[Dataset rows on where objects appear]

· · ·

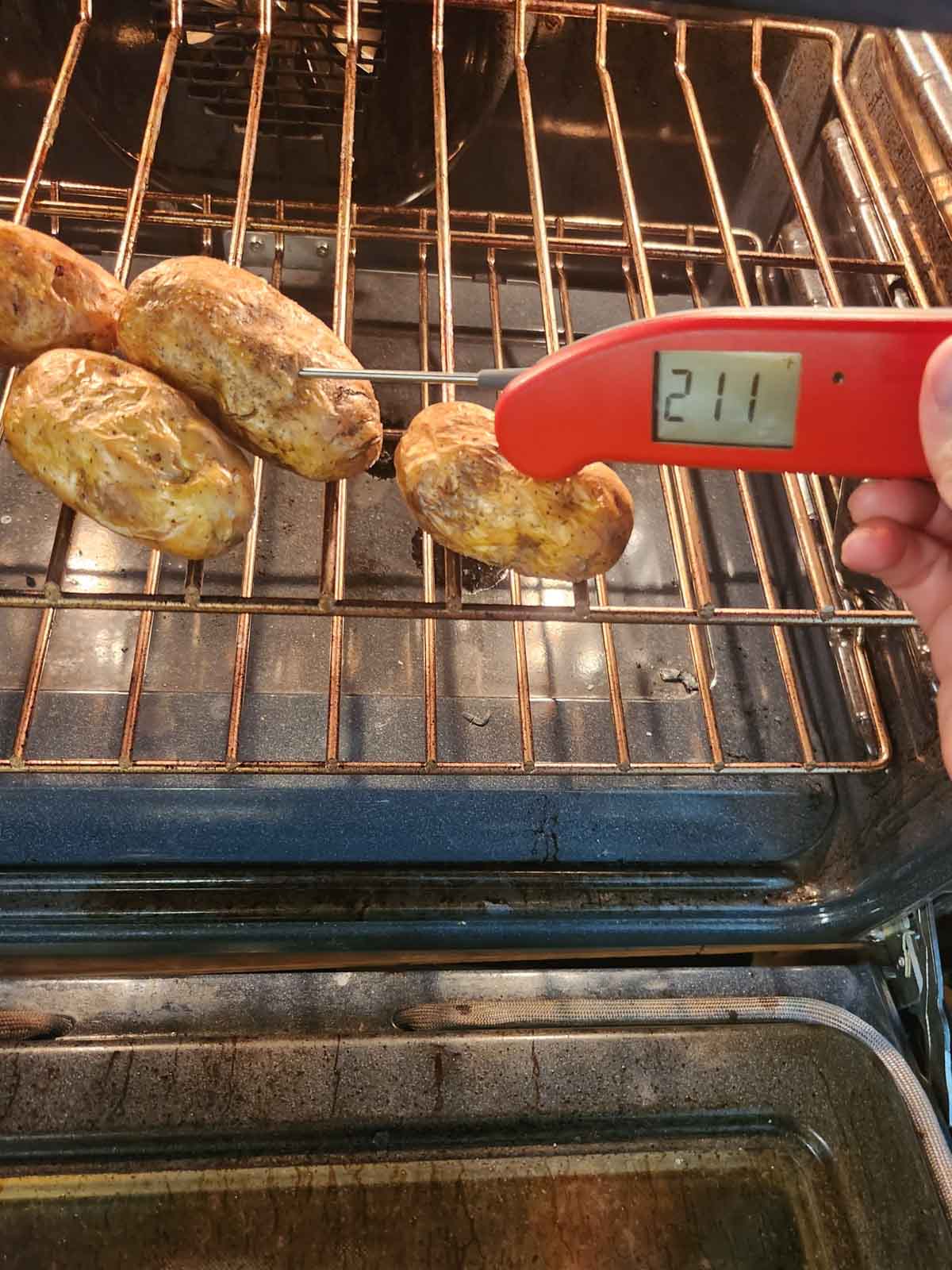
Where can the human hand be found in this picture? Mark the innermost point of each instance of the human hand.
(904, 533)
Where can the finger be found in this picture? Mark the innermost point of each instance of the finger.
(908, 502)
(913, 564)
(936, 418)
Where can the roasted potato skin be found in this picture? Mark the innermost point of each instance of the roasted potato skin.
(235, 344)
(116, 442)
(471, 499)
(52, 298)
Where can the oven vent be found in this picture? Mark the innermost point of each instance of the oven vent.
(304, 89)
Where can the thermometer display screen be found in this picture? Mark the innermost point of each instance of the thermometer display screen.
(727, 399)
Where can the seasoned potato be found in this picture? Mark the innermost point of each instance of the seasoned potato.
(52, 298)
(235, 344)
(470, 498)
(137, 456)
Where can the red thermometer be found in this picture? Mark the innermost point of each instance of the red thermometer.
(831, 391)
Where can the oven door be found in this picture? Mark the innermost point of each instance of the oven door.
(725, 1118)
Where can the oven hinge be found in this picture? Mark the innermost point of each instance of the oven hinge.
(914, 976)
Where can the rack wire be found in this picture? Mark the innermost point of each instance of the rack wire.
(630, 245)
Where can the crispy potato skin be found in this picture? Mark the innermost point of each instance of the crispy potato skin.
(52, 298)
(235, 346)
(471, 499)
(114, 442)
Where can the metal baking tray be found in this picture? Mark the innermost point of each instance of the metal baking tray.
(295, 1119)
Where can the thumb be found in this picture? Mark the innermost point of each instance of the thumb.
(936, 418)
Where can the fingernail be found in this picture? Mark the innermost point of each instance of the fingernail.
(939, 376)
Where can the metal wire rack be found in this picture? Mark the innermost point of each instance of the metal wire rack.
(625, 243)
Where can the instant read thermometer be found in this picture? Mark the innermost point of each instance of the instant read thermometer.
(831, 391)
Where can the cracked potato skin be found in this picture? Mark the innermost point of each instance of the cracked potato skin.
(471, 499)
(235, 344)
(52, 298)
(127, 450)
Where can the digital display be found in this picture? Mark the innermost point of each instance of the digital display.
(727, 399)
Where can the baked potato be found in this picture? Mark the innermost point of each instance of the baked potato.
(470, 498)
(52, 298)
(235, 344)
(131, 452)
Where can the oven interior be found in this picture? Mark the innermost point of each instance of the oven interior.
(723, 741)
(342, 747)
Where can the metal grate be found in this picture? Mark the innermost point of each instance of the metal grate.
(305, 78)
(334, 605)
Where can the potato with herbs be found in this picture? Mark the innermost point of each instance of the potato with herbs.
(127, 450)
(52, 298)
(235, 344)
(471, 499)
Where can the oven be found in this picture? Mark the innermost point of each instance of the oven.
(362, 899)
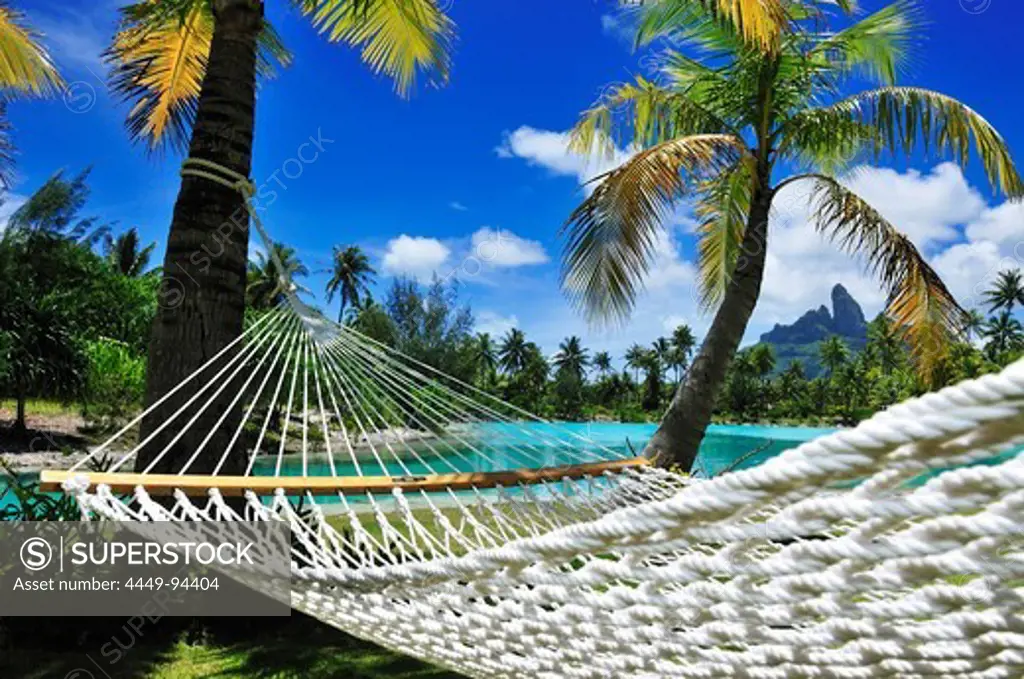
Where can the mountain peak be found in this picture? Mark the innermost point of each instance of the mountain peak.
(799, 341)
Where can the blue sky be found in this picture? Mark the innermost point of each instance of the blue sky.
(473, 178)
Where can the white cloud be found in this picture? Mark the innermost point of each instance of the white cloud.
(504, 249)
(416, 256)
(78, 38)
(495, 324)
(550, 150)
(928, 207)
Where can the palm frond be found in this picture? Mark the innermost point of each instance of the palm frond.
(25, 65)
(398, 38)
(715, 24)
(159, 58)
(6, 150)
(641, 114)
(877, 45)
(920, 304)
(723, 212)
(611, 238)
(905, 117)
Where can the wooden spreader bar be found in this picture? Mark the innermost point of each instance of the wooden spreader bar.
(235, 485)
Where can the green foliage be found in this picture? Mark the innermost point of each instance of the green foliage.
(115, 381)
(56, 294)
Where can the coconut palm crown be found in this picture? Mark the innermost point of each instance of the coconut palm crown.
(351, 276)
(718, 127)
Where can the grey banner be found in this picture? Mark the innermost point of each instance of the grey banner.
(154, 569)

· · ·

--- WORK INSTRUCTIONS ---
Your task is to reproduce, exactly and exclusively, the lines from the one holding "Where can the palm" through the final line of the listing.

--- REPLY TO THE TASK ---
Where can the palm frond be found in this picture? Mark the innermost point of each instance of the palm frond.
(25, 65)
(398, 38)
(715, 24)
(159, 58)
(6, 150)
(641, 114)
(877, 45)
(920, 304)
(723, 212)
(611, 238)
(905, 117)
Where can the wooden spreader bar be found in this picture? Mark the innermost point of each instance of the wooden spreader bar.
(235, 485)
Where can the green foliage be found in this picture? Mark the innermost point of each instance of the green foliage.
(115, 381)
(56, 294)
Where can the coconut palm crown be found in this picture? Mark the innermost point of each instance of the coconut palm crown.
(351, 276)
(718, 127)
Where can the grey banner be found in this picture? Mark the innermost point of each instance of the grey banner.
(154, 569)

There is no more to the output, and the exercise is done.